═══ Text section ═══
# Tanning



## ♥Jovial♥ (Feb 25, 2007)

Hi,

I am feeling very pasty .... caught sight of myself in the mirror and oooooh it wasn't good    I am thinking a bit of colour will help (as would shifting 3 stone)  , can anyone recommend anything?

Not really used sunbeds before but am considering it .... or should I try to stick to applying fake tan?  I've tried the holiday sun stuff but never really made much difference    Though I was never that consistant in using it. 

Any thoughts most welcome!

Jovi x


----------



## ♥JJ1♥ (Feb 11, 2006)

Jovi I used to be a sunbed girl but since my donor's partner has a growth on his thigh I haven't been on one in years, I would really recommend having a spray tan done by the lady - ask around for a recommendation- St Tropez doesn't  really take on me, I have had a Fake Bake, and California Tan have a nice colour on me(not Tango) - I agree that looking a bit browner perks you us


----------



## ♥Jovial♥ (Feb 25, 2007)
═══
Tasks to perform ▸
A - In the tanning thread, which brand does JJ1 say gives a nice color on her?
B - Extend the tanning thread from where it stops by writing the next post under the final header.
═══ Data excerpt ═══
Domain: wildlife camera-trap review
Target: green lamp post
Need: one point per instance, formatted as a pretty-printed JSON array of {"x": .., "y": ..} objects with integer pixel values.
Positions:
═══
Outputs for the tasks ▸
A - California Tan.

B -
Thanks JJ1 - how often does a spray one need doing?


----------



## ♥JJ1♥ (Feb 11, 2006)

exfoliate and then go best at the end of the day, keep it on overnight and then shower off, moisturise to prolong but about 5 days+
L x


----------



## sallywags (Jun 27, 2005)

I would definitely recommend a good spray tan - i have used sunbeds a few times years ago, and i have to say i absolutely loved it - it made me feel fabulous, but it's so not worth it now it is realised how great the risks are!

I try to ignore how pale i am these days....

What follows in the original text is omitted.